Scan the entries below for the word "front". Copy each line that has it.

Material for this exercise:
================
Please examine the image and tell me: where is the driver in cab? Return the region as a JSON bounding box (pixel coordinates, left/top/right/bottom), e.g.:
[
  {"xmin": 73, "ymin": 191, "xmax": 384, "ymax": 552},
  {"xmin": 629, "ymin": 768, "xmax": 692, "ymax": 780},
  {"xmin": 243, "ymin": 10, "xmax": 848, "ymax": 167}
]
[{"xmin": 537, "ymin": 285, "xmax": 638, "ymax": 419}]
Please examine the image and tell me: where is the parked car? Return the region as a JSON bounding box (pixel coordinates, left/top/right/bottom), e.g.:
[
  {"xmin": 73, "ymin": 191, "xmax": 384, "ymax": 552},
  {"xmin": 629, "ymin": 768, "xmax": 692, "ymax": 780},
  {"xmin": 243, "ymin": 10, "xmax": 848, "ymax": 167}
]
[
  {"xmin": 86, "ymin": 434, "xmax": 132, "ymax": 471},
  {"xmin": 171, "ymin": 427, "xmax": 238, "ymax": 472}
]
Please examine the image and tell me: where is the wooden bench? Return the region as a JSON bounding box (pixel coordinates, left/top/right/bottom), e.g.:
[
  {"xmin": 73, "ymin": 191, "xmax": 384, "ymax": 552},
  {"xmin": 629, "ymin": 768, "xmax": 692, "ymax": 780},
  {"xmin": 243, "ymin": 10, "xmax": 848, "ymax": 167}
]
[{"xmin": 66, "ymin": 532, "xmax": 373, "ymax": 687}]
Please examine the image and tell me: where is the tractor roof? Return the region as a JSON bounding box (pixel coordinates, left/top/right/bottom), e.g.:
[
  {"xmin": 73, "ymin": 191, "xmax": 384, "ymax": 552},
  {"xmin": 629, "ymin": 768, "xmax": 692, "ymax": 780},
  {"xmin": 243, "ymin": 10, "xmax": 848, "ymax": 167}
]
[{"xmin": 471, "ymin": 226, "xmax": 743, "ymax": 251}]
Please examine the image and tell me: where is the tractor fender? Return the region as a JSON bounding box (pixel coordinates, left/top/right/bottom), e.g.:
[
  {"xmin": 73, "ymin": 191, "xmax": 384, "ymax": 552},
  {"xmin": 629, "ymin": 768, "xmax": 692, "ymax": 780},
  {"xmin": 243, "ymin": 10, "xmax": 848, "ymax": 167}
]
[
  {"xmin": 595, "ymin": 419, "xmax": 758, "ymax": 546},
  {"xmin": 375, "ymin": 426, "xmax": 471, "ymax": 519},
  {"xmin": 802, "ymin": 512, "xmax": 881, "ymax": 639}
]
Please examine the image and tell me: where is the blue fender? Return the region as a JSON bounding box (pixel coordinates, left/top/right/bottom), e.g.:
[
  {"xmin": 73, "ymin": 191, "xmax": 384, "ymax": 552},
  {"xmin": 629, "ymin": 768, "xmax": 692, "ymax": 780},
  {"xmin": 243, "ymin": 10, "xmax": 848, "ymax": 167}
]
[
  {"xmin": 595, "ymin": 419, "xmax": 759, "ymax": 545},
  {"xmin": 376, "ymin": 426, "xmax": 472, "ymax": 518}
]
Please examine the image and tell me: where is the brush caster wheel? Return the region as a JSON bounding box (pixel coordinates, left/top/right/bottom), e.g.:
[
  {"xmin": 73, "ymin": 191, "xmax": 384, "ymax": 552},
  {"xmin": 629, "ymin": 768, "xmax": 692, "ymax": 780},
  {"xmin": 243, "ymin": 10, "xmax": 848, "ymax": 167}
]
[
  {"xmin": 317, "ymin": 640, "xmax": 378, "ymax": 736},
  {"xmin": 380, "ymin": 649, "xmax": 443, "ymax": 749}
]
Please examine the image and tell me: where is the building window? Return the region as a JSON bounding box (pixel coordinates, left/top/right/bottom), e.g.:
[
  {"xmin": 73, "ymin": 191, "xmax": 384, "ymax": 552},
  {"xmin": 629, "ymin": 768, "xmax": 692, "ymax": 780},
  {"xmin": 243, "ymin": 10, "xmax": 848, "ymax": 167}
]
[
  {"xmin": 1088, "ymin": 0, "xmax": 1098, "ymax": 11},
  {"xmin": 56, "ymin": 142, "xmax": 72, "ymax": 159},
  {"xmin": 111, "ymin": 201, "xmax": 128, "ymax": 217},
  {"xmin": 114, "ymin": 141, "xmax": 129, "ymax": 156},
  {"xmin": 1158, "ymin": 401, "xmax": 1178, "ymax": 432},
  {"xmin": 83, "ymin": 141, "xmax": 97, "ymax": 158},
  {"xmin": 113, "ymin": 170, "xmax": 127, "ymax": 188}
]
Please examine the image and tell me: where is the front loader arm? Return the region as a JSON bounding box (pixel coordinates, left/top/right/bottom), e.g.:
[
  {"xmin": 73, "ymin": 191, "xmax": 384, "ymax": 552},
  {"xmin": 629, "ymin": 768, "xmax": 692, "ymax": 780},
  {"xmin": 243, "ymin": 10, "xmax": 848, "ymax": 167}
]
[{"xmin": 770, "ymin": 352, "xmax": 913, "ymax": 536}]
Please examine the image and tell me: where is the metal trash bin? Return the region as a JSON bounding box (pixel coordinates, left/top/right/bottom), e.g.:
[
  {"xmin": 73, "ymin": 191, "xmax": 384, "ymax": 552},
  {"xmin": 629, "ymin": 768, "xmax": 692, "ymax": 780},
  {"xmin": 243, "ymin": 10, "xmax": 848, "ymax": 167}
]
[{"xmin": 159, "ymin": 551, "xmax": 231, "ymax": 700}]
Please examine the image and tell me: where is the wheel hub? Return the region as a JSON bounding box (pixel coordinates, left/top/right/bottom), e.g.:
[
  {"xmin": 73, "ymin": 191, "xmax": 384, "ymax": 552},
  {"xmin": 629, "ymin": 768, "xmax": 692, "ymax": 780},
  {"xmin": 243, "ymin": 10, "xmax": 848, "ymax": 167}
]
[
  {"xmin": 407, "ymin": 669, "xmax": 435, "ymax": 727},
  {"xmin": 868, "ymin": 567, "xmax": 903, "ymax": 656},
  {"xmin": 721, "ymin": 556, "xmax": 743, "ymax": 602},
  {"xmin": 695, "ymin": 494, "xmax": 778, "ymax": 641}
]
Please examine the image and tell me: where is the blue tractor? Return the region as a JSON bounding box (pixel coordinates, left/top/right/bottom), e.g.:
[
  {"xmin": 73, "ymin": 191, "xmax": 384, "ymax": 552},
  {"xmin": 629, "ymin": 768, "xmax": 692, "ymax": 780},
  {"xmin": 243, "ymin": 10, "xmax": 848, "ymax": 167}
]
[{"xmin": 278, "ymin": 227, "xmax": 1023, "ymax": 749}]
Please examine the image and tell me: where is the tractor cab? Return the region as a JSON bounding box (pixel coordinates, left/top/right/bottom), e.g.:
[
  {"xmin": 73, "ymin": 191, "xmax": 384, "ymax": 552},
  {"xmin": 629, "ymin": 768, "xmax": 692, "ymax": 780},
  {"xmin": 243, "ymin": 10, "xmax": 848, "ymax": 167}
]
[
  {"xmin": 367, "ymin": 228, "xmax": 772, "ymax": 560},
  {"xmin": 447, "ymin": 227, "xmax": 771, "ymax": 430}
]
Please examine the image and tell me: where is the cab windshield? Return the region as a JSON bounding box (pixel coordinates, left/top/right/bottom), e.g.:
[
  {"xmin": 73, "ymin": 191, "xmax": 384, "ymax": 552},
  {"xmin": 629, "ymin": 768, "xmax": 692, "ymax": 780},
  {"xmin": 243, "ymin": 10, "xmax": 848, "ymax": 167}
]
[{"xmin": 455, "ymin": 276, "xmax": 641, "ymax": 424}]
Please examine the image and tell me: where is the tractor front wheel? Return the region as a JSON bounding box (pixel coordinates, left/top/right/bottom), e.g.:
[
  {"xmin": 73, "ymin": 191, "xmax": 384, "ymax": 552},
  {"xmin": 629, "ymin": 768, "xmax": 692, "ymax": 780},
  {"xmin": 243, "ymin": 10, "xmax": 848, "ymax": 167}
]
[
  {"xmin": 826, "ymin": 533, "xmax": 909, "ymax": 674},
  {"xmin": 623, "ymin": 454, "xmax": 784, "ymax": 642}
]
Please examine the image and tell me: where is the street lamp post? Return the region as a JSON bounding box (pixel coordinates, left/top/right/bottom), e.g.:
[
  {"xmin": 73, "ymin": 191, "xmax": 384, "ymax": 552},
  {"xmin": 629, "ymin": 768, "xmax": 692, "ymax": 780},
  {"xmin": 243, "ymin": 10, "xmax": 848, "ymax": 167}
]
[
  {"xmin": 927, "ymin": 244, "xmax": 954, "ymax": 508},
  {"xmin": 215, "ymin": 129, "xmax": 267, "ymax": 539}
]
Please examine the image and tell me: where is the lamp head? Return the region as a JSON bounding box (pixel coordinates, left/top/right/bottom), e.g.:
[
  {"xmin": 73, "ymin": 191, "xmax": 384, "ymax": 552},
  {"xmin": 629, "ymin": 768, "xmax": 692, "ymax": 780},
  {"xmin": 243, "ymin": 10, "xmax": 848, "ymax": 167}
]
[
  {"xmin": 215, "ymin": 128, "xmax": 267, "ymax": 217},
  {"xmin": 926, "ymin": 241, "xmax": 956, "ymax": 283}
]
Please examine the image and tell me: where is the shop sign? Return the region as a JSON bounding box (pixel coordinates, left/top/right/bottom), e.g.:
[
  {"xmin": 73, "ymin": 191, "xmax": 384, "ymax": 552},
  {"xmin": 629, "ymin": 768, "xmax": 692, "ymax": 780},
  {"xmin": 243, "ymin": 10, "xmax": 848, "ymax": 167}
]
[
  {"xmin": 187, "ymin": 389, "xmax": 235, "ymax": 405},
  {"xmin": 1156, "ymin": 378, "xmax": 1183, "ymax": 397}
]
================
Exercise output:
Please examine the image and tell me: where is the front loader arm? Return the region as a JSON bounding box (pixel coordinates, left/top/right/bottom), e.g.:
Please examine the image and tell me: where is the tractor front wheel? Return the region as a JSON bounding box (pixel coordinates, left/top/right/bottom), e.g.:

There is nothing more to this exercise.